--- REQUIRED TASK 1 ---
Please list each publication whose review is quoted in the opera text below.
==== READING TEXT ====
As Big As The Sky
opera
In China you can dream. All around you, cities are being built at a stroke, and fantastical visions turning into concrete and steel. But where dreams become reality, be careful what you dream.
Arnoud Noordegraaf, composer, director
Adrian Hornsby, writer
Ai Weiwei, design
premiere 11 June 2015, Muziekgebouw, Amsterdam, Holland Festival
‘an opera of striking invention … full of humour and sparkling performances’
— The Wire
‘original and compelling … avoids pointing a moralising finger at China, while eyeing the absurd details that create this fascinating universe’
— NRC Handelsblad
‘captivating visuals and innumerable stimulating ideas’
— Bachtrack
‘a sharp libretto … Hornsby ably turns the thumbscrews’
— de Volkskrant
European architect Sem Aers is working hard. He has to, given the speed at which the project’s moving, and the nature of it all. A commission to design an iconic megastructure in a remote village in China has lured him into visions of power and fame. Driving the project is Wu Cai, one of China’s new billionaires. Wu grew up humbly among the village’s cows and rice paddies, and now inspired by a boyhood dream, he looks to create a monument — both to himself, and to the rise of the world’s newest superpower. It calls for an architecture that is itself dreamlike, utopian, transformative …
Sem draws furiously — deliriously — but the plans keep expanding beyond him. The village needs to be demolished and rebuilt to be more “traditional”; super-hotels must be incorporated for tourists, show rooms for luxury goods …. If reality can bend one way, then why not another? Just as the distortions are reaching terrifying proportions, Sem hears a woman’s voice below. Out on the construction site, celebrity singer Qin Mulan is rehearsing an aria from a Chinese opera, which she is set to perform at the complex’s opening. Her song is beautiful. Could this be the thread he needs: a glimpse onto authentic culture, and at last the touch of something human?
==== AVAILABLE RECORDS ====
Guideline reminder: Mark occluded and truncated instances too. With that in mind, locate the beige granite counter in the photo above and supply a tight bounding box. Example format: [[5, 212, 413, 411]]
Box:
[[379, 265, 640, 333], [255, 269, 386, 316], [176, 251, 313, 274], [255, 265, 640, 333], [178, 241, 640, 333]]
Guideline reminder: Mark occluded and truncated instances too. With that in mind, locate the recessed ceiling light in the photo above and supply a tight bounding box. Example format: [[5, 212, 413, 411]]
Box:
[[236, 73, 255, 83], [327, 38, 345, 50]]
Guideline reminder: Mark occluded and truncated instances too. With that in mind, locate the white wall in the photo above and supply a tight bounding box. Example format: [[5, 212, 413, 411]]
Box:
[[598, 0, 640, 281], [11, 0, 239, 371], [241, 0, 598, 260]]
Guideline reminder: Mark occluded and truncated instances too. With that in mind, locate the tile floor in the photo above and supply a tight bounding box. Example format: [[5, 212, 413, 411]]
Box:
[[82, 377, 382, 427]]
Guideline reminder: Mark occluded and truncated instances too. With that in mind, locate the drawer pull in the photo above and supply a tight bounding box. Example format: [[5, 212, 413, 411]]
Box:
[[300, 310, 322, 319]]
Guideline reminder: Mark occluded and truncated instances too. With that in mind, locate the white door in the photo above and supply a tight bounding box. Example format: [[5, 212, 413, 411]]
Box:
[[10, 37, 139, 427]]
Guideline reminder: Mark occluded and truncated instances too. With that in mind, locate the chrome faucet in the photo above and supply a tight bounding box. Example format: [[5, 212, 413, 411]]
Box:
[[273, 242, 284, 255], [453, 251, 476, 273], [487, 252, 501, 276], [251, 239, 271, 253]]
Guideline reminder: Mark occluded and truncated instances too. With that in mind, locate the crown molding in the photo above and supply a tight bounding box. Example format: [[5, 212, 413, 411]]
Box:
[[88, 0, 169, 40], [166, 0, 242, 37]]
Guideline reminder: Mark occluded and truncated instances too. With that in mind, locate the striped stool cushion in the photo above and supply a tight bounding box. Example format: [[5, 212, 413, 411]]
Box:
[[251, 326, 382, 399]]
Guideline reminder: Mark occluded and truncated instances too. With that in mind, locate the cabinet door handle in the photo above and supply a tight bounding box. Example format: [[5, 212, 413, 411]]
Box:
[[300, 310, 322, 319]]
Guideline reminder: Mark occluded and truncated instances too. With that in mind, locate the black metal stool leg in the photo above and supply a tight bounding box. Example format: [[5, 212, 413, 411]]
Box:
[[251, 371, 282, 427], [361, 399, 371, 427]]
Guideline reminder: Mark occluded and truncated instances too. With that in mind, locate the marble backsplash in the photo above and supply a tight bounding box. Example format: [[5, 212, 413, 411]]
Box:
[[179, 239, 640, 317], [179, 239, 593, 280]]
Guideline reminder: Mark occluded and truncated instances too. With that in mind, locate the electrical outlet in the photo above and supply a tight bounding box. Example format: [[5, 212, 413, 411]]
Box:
====
--- REQUIRED TASK 2 ---
Count the lines of the records above that contain the word "stool", and give only that number.

--- WRITTEN ANSWER 1 ---
The Wire
NRC Handelsblad
Bachtrack
de Volkskrant

--- WRITTEN ANSWER 2 ---
2